What this task involves
Would you write out the data below exactly, with every line intact?

Record extracts
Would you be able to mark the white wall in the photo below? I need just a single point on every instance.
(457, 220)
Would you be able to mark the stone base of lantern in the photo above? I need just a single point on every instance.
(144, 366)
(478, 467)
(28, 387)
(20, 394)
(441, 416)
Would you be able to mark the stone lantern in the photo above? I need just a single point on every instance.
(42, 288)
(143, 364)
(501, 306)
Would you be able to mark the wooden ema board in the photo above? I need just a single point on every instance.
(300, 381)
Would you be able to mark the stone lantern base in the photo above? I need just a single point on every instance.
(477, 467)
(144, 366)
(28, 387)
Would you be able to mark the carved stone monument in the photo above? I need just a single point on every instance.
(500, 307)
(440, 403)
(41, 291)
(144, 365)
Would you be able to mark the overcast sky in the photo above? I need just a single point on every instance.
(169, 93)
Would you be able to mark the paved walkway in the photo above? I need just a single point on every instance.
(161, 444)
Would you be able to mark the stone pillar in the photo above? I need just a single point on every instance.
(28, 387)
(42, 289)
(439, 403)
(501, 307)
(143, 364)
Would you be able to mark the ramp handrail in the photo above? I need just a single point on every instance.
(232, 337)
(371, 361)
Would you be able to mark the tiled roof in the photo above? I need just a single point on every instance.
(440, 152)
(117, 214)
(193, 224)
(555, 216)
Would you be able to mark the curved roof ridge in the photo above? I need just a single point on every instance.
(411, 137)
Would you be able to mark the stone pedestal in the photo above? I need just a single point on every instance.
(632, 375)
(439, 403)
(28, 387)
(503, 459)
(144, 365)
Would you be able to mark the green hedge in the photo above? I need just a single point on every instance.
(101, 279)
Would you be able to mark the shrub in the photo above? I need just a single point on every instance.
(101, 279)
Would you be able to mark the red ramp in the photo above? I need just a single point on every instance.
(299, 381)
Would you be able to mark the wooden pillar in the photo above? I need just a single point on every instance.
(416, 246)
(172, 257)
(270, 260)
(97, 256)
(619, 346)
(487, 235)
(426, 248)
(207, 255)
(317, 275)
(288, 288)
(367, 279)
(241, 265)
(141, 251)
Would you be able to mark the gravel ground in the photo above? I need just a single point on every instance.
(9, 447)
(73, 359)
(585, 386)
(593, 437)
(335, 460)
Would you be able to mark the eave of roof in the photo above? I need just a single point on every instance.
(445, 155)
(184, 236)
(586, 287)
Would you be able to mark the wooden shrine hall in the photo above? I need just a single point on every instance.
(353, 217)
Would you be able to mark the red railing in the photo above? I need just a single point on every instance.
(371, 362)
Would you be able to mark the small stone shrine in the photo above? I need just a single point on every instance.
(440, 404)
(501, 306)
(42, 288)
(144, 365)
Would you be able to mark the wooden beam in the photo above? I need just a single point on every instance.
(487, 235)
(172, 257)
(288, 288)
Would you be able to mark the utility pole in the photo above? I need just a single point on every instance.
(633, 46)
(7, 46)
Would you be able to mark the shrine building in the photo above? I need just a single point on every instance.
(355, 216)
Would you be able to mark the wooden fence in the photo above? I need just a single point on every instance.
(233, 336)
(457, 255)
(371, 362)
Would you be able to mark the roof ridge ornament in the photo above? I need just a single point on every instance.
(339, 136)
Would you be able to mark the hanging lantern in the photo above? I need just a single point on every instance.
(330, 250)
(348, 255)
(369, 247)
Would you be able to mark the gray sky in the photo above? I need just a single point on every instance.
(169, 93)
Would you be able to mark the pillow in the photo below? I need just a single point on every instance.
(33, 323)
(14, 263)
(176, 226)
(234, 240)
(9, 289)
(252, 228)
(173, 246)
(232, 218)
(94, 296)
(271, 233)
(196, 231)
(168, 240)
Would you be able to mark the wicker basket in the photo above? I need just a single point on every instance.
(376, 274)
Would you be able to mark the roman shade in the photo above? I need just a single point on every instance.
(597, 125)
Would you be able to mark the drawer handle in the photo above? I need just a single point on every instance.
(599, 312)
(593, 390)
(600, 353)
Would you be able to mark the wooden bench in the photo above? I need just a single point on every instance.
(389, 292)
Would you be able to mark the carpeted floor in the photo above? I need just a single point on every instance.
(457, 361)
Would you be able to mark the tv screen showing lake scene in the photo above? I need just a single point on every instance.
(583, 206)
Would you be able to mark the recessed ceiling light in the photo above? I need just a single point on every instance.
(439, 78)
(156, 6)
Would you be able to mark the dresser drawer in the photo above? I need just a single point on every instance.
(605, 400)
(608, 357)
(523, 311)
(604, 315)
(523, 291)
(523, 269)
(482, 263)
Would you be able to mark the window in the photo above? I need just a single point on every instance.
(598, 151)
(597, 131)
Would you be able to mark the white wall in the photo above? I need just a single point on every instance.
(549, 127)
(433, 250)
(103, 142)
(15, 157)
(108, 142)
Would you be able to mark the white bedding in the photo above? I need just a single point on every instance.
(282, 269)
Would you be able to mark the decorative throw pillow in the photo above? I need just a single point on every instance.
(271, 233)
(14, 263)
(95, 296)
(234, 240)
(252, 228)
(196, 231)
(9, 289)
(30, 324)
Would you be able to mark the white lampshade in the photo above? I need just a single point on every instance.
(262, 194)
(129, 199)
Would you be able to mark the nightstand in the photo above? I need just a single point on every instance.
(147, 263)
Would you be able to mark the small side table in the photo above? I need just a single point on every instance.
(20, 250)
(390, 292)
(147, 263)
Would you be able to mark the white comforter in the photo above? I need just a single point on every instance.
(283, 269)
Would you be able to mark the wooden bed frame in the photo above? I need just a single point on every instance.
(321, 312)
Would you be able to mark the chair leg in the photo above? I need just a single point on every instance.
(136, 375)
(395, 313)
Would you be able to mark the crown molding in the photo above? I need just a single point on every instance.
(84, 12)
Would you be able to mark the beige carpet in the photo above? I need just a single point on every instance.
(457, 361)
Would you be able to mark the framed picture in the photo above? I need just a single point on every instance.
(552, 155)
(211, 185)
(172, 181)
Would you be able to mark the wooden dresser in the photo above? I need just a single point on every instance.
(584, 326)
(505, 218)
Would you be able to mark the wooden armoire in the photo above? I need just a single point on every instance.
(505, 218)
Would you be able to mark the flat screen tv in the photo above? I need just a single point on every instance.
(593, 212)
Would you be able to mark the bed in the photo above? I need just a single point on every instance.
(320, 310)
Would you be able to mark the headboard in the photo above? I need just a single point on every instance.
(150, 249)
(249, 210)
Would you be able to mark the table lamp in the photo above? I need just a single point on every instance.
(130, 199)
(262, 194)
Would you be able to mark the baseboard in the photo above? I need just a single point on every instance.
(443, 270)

Task output
Would you be able to mark the white wall in the photo below? I need just a single point on every instance.
(457, 220)
Would you be able to mark the stone base of lantern in the photo above? I need just a single point on every instance.
(144, 366)
(478, 467)
(28, 387)
(20, 394)
(441, 416)
Would you be able to mark the stone lantern in the photo above? I need just a single point on every instance.
(42, 288)
(143, 364)
(501, 306)
Would you be able to mark the wooden ema board in the photo above? I need just a single point on every instance.
(300, 381)
Would you be able to mark the stone lantern base in the photo above? I need just a single point on every instance.
(477, 467)
(144, 366)
(28, 387)
Would you be able to mark the carved stone monument in the photo above? I need just a single point on every instance.
(500, 307)
(440, 403)
(41, 291)
(144, 365)
Would you be able to mark the overcast sky in the photo above? I need just a single point on every instance.
(169, 93)
Would you be able to mark the paved walkway in the photo above? I need just a single point on every instance.
(161, 444)
Would you be able to mark the stone pillar in the photo above? I need just a single point on every instance.
(28, 387)
(42, 289)
(439, 403)
(501, 307)
(143, 364)
Would you be able to mark the ramp handrail in the photo above? I need just a single point on every instance.
(232, 337)
(371, 361)
Would you be able to mark the tiled roof in the photo above? I need just a single point on every instance.
(440, 152)
(117, 214)
(193, 224)
(555, 216)
Would you be able to mark the curved roof ridge in the photo above? I need just a single point on every instance.
(411, 137)
Would you be able to mark the stone pedestal in the photo above? I need just a single point on every instance.
(632, 375)
(439, 403)
(28, 387)
(503, 459)
(144, 365)
Would you be able to mark the green hedge in the photo above? I need just a single point on every instance.
(101, 279)
Would you be able to mark the shrub in the photo above? I need just a single point on every instance.
(101, 279)
Would you be able to mark the red ramp in the photo above? I need just a single point on every instance.
(299, 381)
Would you be able to mark the wooden pillar in the photo above? I need just a single point on every instance.
(416, 246)
(172, 257)
(270, 260)
(97, 256)
(619, 346)
(487, 235)
(426, 248)
(207, 255)
(317, 275)
(288, 288)
(367, 279)
(241, 265)
(141, 251)
Would you be able to mark the gravel ground in the photo above? I need just a single point on every instance.
(9, 447)
(73, 359)
(585, 386)
(593, 437)
(335, 460)
Would you be able to mark the eave of roof in the photo above? I need just a single point on every instance.
(445, 155)
(184, 236)
(586, 287)
Would you be able to mark the wooden shrine hall in the photo above? I need just a single point on every instance.
(353, 217)
Would you be able to mark the red railing in the photo above? I need just a single point on every instance.
(371, 362)
Would you be able to mark the small stone shrine in the photo above? I need just a single point on every instance.
(440, 404)
(501, 306)
(42, 288)
(144, 365)
Would you be able to mark the wooden beam in the photo above? I need just a single point on every instance.
(487, 235)
(172, 257)
(288, 288)
Would you be able to mark the utility pole in the photo above? I need just a single point on every instance.
(633, 46)
(7, 46)
Would you be able to mark the shrine building in the photo above? I need just a single point on every instance.
(355, 216)
Would you be able to mark the wooden fence in the photo above? I need just a single point on every instance.
(233, 336)
(457, 255)
(371, 362)
Would you be able to mark the roof ridge ornament in the photo above? I need just a single point on every instance.
(339, 136)
Would you be able to mark the hanging lantern in the photo above? I need just a single point on every instance.
(330, 250)
(348, 255)
(369, 247)
Would you be able to mark the gray sky in the photo above? I need just a single point on every instance.
(169, 93)
Would you be able to mark the pillow in the photo below? I need just a single point on every instance.
(33, 323)
(14, 263)
(176, 226)
(234, 240)
(9, 289)
(252, 228)
(173, 246)
(232, 218)
(94, 296)
(271, 233)
(196, 231)
(168, 240)
Would you be able to mark the wicker basket in the photo above? I need just a single point on every instance.
(376, 274)
Would you be able to mark the roman shade in the photo above? I need just a single point on every instance.
(597, 125)
Would you be able to mark the drawer handle in the photo above? I need just a single point on every instance.
(599, 312)
(593, 390)
(600, 353)
Would you be able to mark the wooden bench in the photo above? I need just a single point on every instance.
(389, 292)
Would you be able to mark the carpeted floor in the photo above? I need just a single point on every instance.
(457, 361)
Would you be able to mark the tv screen showing lake scene in the photo above? I need just a single point on every instance.
(583, 206)
Would you be able to mark the recessed ceiling light in the photo above? I need just a single point on every instance.
(439, 78)
(156, 6)
Would you be able to mark the dresser drawer in the photo above? I need just a single point on every instance.
(605, 400)
(608, 357)
(523, 311)
(604, 315)
(523, 291)
(523, 269)
(482, 263)
Would you be able to mark the window in the photo above? I need just a single point on every instance.
(598, 151)
(597, 131)
Would you be able to mark the white wall in the photo above? I need just a single point on every instance.
(549, 127)
(433, 250)
(103, 142)
(15, 157)
(108, 142)
Would you be able to mark the white bedding in the photo above? I need just a single point on every instance.
(282, 269)
Would you be able to mark the decorative throw pillow in the photo above? I need just a single point on every instance.
(271, 233)
(14, 263)
(95, 296)
(234, 240)
(252, 228)
(196, 231)
(9, 289)
(30, 324)
Would you be able to mark the white lampshade in the photo above? I need just a single point on every instance.
(262, 194)
(129, 199)
Would you be able to mark the nightstand in the photo above? I need just a single point on every instance.
(147, 263)
Would you be able to mark the small side table in the photo above? I need just a single point on every instance.
(20, 250)
(390, 292)
(147, 263)
Would you be able to mark the white comforter in the photo above? I need just a single point on every instance.
(283, 269)
Would you be able to mark the wooden bed frame in the photo above? I need just a single point on every instance.
(321, 312)
Would you be able to mark the chair leg in the photo above? I need just a single point on every instance.
(136, 375)
(395, 313)
Would you be able to mark the crown molding in the photo above? I need just a single point on every instance.
(84, 12)
Would you be able to mark the beige carpet in the photo above? I need just a single point on every instance.
(457, 361)
Would you be able to mark the framed picture in the photo above? I need just a single point on every instance.
(552, 155)
(211, 185)
(172, 181)
Would you be able to mark the wooden dresser in the photo above? I need just a single point on every instance.
(584, 326)
(505, 218)
Would you be able to mark the wooden armoire in the photo above? I need just a single point on every instance.
(505, 218)
Would you be able to mark the flat screen tv in the photo above? I need just a single point on every instance.
(593, 212)
Would you be able to mark the bed in the photo above? I need just a single point on every instance.
(320, 310)
Would you be able to mark the headboard in the photo above? I need just a single point on every instance.
(150, 249)
(249, 210)
Would you be able to mark the table lamp in the photo above? I need just a single point on every instance.
(130, 199)
(262, 194)
Would you be able to mark the baseboard in the photo above? I need just a single point on every instance.
(443, 270)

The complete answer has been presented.